**Your task**
Find the lines in the records below that contain "black", and report each of them.

**Record excerpts**

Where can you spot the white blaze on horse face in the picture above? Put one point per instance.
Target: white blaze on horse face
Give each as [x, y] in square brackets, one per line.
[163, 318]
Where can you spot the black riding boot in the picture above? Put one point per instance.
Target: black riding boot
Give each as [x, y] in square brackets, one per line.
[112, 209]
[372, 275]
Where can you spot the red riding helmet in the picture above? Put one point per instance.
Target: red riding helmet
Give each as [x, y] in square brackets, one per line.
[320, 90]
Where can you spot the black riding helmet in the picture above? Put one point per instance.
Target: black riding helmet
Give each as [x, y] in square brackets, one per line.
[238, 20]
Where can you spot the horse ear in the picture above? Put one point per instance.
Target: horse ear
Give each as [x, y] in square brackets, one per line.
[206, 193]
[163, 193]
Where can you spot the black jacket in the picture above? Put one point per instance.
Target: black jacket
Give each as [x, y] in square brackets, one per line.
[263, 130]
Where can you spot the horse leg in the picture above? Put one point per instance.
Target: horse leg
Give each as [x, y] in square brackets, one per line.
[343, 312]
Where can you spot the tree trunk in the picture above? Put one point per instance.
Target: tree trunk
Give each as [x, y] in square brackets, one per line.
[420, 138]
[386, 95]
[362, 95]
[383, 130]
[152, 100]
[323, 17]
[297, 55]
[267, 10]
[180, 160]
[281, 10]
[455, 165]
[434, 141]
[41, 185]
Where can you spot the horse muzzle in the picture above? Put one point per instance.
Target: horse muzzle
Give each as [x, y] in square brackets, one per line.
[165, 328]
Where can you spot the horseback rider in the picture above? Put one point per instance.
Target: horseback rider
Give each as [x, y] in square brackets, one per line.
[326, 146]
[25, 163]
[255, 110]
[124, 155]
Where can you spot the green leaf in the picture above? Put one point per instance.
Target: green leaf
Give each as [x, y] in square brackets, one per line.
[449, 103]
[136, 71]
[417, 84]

**Written response**
Where can you spot the black riding boot in the picture above? Put one point per instance.
Target: black riding boot
Where can you spot the black riding helmet in the picture above? Put one point per instance.
Target: black riding helmet
Where can you spot the black jacket in the picture above? Put one point per instance.
Target: black jacket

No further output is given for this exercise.